Every politician’s favorite fantasy is now one step closer to reality. With the public release of former President Trump’s tax returns, the House Ways and Means Committee may have opened a portal into chaos—even more chaos than could be considered normal when it comes to matters that concern interactions between Congress and the IRS.
Congress has been intent on viewing and releasing the former President’s returns since at least 2019 when Richard Neal (D-MA), Chairman of the House Ways and Means Committee, requested that the IRS provide the returns to his Ccommittee. Joseph Thorndike, political historian and regular columnist at TaxNotes, writes in a recent article that at the time of the request “leading Democrats had already spoken gleefully of their plans to make Trump’s tax returns public.”
According to Congressional testimony Professor Thorndike gave in 2019, “The public disclosure of private tax returns is not legally required of anyone and hasn’t been since the 19th century.” The testimony also notes that “this tradition of voluntary tax disclosure is inherently fragile…The public release of an individual tax return involves a real sacrifice of personal and financial privacy.” Nevertheless, voluntary compliance with the tradition allows potential future Presidents to follow an important tradition while maintaining some control over the information released. During the campaign President Ford only released a summary of his tax information. During the 2016 presidential campaign, candidates from both sides (Bernie Sanders, Marco Rubio, and Ted Cruz) provided only their annual Form 1040, while others (Hillary Clinton and Jeb Bush) provided complete copies of their tax returns (Form 1040 and all associated forms and schedules) for many years.

- _Work instruction A_: Do these statements agree with the article on the release of Trump's tax returns? (i) Richard Neal asked the IRS for the returns in 2019 while chairing the House Ways and Means Committee. (ii) Public disclosure of private tax returns is legally required of presidential candidates. (iii) In the 2016 campaign, Marco Rubio provided complete copies of his tax returns for many years. Answer yes or no to each, quoting the deciding words of the article.
- _Work instruction B_: Carry the article on the release of Trump's tax returns forward, starting after its last sentence.
The records have no connection to the article on the release of Trump's tax returns.

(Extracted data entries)
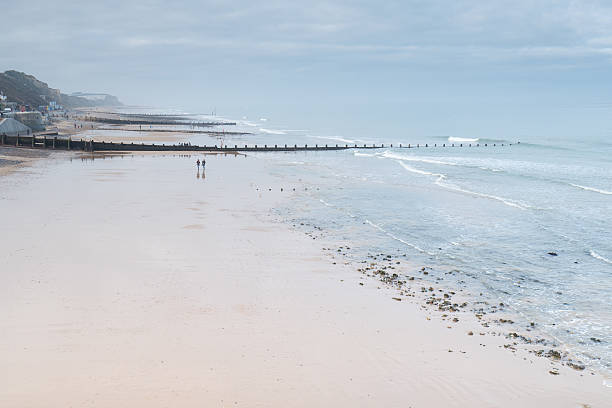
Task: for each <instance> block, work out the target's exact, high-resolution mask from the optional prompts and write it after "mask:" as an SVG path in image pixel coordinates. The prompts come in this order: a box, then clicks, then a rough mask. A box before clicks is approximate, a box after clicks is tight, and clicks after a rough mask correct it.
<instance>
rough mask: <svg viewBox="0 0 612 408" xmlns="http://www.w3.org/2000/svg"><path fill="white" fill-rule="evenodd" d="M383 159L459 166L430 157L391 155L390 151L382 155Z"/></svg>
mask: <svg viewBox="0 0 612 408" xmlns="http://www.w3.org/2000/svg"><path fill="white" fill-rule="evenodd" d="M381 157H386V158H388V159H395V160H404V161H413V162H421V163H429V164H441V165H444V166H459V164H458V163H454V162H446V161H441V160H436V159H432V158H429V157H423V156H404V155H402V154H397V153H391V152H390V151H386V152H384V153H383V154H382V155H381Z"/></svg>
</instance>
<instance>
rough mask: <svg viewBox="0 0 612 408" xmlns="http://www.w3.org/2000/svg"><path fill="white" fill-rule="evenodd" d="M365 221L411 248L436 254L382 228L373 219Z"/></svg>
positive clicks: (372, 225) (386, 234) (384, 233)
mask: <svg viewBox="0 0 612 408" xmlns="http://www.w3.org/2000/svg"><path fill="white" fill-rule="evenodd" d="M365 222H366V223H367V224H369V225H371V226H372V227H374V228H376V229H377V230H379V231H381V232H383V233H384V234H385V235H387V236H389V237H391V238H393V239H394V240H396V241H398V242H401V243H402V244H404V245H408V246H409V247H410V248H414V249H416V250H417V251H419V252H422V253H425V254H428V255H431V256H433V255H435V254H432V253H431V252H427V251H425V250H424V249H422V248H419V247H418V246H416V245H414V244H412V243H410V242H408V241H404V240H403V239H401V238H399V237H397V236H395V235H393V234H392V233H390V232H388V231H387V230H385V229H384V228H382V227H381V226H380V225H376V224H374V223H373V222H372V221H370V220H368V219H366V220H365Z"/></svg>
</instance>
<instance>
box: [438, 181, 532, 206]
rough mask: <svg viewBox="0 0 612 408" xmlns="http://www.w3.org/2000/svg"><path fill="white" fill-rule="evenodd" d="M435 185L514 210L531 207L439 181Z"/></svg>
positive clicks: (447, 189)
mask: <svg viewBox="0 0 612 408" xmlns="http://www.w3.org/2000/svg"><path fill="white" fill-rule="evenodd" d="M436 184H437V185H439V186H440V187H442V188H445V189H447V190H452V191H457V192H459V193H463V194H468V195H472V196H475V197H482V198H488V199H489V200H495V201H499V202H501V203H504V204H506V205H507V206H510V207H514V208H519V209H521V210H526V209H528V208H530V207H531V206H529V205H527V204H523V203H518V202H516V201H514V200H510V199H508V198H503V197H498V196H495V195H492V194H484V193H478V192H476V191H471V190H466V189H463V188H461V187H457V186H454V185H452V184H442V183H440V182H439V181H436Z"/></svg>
--
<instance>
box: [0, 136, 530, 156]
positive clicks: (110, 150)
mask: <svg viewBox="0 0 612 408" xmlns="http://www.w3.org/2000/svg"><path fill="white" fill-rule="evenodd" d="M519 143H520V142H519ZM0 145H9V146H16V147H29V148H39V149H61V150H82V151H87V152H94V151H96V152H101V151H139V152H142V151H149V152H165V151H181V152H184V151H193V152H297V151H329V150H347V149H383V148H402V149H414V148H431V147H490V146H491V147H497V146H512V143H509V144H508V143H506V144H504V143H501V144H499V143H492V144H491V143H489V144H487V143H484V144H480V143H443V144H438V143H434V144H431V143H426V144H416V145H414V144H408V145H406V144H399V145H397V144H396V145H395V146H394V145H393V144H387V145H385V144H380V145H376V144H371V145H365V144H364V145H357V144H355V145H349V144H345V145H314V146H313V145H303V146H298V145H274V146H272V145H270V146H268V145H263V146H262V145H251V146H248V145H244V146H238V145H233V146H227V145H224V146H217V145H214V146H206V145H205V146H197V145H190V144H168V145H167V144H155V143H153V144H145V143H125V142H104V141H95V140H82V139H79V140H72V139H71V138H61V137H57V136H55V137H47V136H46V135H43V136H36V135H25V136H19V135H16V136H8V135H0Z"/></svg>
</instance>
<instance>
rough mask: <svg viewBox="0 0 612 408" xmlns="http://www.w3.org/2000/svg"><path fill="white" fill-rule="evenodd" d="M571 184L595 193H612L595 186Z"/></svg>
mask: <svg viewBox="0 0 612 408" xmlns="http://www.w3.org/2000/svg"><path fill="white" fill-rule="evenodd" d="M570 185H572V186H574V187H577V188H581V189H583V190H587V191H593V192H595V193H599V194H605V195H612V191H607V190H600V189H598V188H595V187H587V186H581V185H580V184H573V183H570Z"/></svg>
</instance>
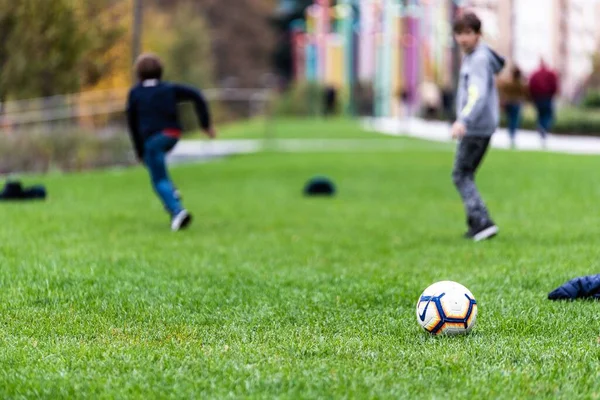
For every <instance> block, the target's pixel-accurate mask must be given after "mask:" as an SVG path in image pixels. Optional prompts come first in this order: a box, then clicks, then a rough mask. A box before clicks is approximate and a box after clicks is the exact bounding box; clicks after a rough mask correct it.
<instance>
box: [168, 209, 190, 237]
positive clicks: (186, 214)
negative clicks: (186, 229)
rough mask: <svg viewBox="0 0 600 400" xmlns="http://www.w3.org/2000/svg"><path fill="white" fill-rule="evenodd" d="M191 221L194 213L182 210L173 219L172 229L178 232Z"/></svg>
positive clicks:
--
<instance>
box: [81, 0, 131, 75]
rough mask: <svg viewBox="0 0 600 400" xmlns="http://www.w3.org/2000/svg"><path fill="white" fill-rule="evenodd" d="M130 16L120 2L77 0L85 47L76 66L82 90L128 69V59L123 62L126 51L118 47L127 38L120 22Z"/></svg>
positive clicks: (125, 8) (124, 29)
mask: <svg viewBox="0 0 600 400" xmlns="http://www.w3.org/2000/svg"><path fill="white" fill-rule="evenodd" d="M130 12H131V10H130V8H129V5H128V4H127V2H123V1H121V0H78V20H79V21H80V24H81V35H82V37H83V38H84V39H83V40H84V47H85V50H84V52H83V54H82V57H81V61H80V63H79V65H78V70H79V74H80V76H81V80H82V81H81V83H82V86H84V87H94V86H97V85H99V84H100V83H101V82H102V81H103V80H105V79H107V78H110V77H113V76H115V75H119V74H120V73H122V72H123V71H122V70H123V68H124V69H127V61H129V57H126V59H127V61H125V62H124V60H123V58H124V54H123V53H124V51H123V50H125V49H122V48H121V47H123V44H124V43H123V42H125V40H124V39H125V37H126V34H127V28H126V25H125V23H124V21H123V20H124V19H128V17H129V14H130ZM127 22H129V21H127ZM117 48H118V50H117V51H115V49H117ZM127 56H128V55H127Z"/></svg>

- _Exercise response A_:
(i) Yes: "since at least 2019 when Richard Neal (D-MA), Chairman of the House Ways and Means Committee, requested that the IRS provide the returns"
(ii) No: "The public disclosure of private tax returns is not legally required of anyone and hasn’t been since the 19th century."
(iii) No: "candidates from both sides (Bernie Sanders, Marco Rubio, and Ted Cruz) provided only their annual Form 1040"

- _Exercise response B_:
Former President Trump practically triple dog dared Congress to make an official request that the IRS provide his tax returns to them by flouting decades of tradition and refusing to voluntarily release any tax information during and after the campaign and repeatedly making accusations of being unfairly audited. Not only did the audit accusations bait Congress into using its authority to the official request, they provided legitimacy to the request by providing the committee with the “specific legislative purpose” required to request the returns. The request was made ostensibly to exercise the committee’s IRS oversight responsibility as it pertains to the IRS’ “mandatory audit program” for presidential tax returns. Nevertheless (to paraphrase Dr. Ian Malcolm), “Congress was so busy considering when they could [release the returns], they forgot to consider whether they should.”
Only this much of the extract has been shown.